**Text**
"""Custom Folder Dataset for 3D anomaly detection.

This module provides a custom dataset class that loads RGB-D data from a folder
structure. The dataset supports both classification and segmentation tasks.

The folder structure should contain RGB images and their corresponding depth maps.
The dataset can be configured with separate directories for:

- Normal training samples
- Normal test samples (optional)
- Abnormal test samples (optional)
- Mask annotations (optional, for segmentation)
- Depth maps for each image type

Example:
    >>> from pathlib import Path
    >>> from anomalib.data.datasets import Folder3DDataset
    >>> dataset = Folder3DDataset(
    ...     name="custom",
    ...     root="datasets/custom",
    ...     normal_dir="normal",
    ...     abnormal_dir="abnormal",
    ...     normal_depth_dir="normal_depth",
    ...     abnormal_depth_dir="abnormal_depth",
    ...     mask_dir="ground_truth"
    ... )
"""

# Copyright (C) 2024 Intel Corporation
# SPDX-License-Identifier: Apache-2.0

from pathlib import Path

from pandas import DataFrame, isna
from torchvision.transforms.v2 import Transform

from anomalib.data.datasets.base.depth import AnomalibDepthDataset
from anomalib.data.errors import MisMatchError
from anomalib.data.utils import DirType, LabelName, Split
from anomalib.data.utils.path import _prepare_files_labels, validate_and_resolve_path


class Folder3DDataset(AnomalibDepthDataset):
    """Dataset class for loading RGB-D data from a custom folder structure.

    Args:
        name (str): Name of the dataset
        normal_dir (str | Path): Path to directory containing normal images
        root (str | Path | None, optional): Root directory of the dataset.
            Defaults to ``None``.
        abnormal_dir (str | Path | None, optional): Path to directory containing
            abnormal images. Defaults to ``None``.

**What needs to be done**
Please answer these questions about the module text:
(a) Which two kinds of tasks does the dataset support?
(b) What license identifier does the module give?
(c) What is the default value of the root argument?
The listing that comes next is separate material and is not part of the module text.

**Data block**
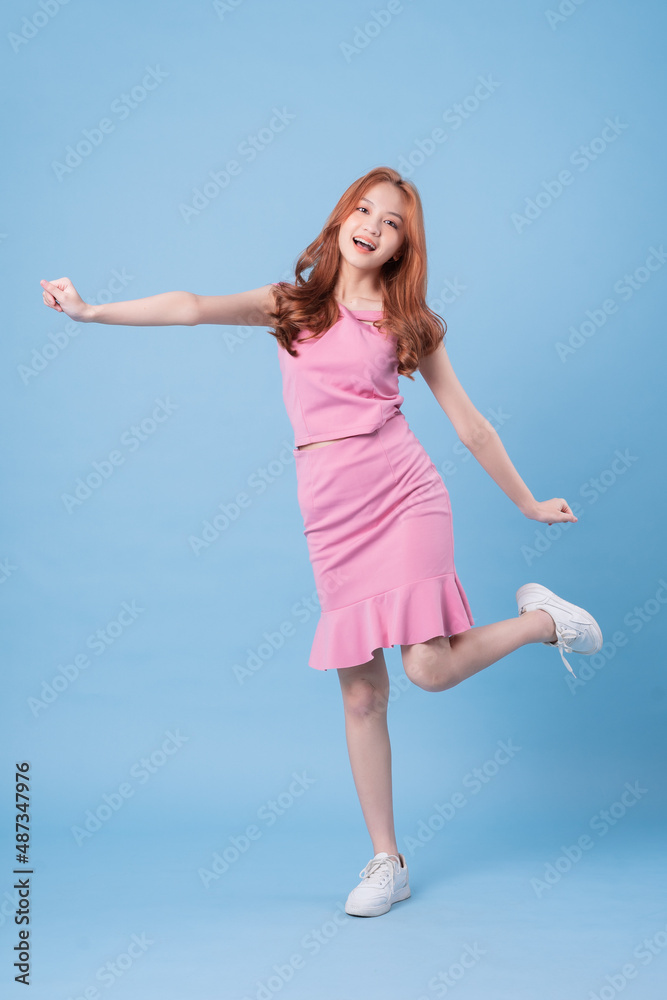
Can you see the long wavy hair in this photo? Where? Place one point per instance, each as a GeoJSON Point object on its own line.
{"type": "Point", "coordinates": [309, 304]}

**Final answer**
(a) Classification and segmentation.
(b) Apache-2.0.
(c) ``None``.